# [Supplied passage]

Does a policy's Blanket Additional Insured Endorsement bar primary coverage for an additional insured with a policy of its own? Although the court answered yes in Kummer Enter., Inc. v. HBE Corp., No. 1:09-cv-109, 2010 U.S. Dist. LEXIS 6403 (W.D. Mich. Jan. 27, 2010), it nevertheless determined the additional insured was entitled to a defense under the policy.
Plaintiff was awarded a general contract to build an addition to a medical building. WPM, Inc. was retained as a subcontractor to excavate the basement for the addition. Under the subcontract, WPM agreed to indemnify Plaintiff for WPM's failure to maintain safe working conditions. WPM was also required to obtain comprehensive general liability insurance naming Plaintiff as an "additional insured."
Subsequently, a WPM employee was injured. The employee sued Plaintiff, who filed a third-party complaint against WPM seeking indemnification.
After coverage for defense and indemnity was denied, Plaintiff sued the insurer. The court agreed Plaintiff was an additional insured under the policy. The policy's Blanket Additional Insured Endorsement, however, limited coverage under two provisions: (1) the "Your Negligence" provision contained in Section B (1); and (2) the "Excess Insurance" provision contained in Section C (2).
The Section B (1) provision stated a person or organization was an additional insured "solely for liability due to your negligence specifically resulting from 'your work' for the additional insured." In the underlying suit, there was a possibility that Plaintiff could be held liable for the negligence of WPM. For example, the jury could determine that WPM's assumed responsibility for the safety of its workers, but still assess liability against Plaintiff. Therefore, the B (1) limitation did not preclude Plaintiff's summary judgment claim for a defense.
The Section C (2) provision stated the insurance was excess of any other policy held by the additional insured unless a written agreement specifically required that this policy was a primary policy. In a majority of jurisdictions, this provision required that the written agreement explicitly state that an additional insured's coverage would be primary before extending coverage to the additional insured. Here, neither the subcontract, the certificate of insurance, nor any other document satisfied this requirement. Consequently, the insurance available to Plaintiff as an additional insured was excess of any other policy Plaintiff might have.
Nevertheless, there was no evidence that other policies existed which could provide primary coverage for the employee's claim. Therefore, the C (2) limitation left open the possibility that damages assessed against Plaintiff in the underlying suit would be covered by the policy. Again, Plaintiff was entitled to summary judgment on its claim for a defense.

# [Exercise data]
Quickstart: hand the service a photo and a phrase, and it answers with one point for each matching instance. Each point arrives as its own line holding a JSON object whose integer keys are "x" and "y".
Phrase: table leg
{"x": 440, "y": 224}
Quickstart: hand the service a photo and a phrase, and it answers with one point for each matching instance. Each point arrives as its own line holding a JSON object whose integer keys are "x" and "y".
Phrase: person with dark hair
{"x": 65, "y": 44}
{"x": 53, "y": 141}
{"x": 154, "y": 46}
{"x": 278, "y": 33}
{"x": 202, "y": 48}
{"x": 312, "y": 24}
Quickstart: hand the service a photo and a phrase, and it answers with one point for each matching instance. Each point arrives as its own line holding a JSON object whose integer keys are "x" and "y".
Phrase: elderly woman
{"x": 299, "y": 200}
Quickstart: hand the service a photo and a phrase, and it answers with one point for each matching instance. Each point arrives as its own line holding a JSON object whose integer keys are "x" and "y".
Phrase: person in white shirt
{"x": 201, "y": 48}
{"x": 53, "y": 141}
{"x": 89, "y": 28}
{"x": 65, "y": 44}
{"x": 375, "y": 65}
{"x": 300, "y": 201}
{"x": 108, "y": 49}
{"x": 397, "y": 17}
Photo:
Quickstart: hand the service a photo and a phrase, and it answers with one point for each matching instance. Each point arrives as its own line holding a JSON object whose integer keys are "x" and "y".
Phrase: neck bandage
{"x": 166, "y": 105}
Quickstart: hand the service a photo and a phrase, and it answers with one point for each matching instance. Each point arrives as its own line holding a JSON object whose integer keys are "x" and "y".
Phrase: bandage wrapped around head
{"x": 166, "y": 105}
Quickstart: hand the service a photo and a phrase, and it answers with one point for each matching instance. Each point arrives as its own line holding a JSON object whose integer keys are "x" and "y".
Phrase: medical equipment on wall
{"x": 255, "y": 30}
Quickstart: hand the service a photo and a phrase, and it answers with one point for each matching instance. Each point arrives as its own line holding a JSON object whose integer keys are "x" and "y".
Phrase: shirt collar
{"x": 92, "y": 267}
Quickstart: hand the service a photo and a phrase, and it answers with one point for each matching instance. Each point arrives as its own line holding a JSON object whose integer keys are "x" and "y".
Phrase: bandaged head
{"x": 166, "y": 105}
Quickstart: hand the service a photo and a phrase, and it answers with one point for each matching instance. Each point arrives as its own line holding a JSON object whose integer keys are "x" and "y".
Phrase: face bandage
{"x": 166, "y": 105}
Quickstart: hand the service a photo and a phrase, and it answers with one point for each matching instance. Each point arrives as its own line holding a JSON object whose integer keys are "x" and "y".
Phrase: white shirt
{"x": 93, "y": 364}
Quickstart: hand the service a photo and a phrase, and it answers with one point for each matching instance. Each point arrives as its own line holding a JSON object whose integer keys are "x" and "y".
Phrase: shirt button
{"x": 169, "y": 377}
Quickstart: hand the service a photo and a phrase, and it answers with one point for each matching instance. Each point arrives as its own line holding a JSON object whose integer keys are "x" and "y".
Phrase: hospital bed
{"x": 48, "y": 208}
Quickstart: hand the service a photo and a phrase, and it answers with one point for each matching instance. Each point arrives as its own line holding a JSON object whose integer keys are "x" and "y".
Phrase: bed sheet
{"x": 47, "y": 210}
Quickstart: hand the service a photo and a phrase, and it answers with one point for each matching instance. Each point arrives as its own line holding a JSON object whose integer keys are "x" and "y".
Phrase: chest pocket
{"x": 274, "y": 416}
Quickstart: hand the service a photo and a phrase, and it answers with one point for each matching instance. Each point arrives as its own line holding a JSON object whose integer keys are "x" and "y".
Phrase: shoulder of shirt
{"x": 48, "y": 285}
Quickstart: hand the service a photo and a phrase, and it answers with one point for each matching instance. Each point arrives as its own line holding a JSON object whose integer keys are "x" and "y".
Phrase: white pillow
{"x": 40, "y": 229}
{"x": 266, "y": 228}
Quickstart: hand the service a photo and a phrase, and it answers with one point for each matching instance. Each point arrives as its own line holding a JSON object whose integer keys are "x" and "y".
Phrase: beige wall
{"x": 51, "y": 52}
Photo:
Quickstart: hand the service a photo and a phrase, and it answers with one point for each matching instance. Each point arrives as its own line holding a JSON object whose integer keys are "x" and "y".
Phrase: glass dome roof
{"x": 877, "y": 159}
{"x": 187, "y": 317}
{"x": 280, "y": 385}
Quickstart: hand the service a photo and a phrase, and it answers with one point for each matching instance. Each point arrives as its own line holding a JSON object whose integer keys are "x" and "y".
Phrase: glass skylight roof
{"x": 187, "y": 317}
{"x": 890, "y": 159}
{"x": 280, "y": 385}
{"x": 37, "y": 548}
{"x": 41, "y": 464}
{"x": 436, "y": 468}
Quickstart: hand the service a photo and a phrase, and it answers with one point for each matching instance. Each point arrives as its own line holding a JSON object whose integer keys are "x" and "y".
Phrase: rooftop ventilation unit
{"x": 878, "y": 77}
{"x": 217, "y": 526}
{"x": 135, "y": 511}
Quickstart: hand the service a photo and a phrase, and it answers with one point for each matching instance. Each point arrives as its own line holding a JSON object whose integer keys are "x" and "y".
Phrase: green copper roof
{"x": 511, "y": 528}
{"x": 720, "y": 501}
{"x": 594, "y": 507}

# [Exercise]
In the insurance case summary, translate this sentence into Spanish: "The employee sued Plaintiff, who filed a third-party complaint against WPM seeking indemnification."

# [Response to this exercise]
El empleado demandó al Demandante, quien presentó una demanda contra tercero en contra de WPM para solicitar una indemnización.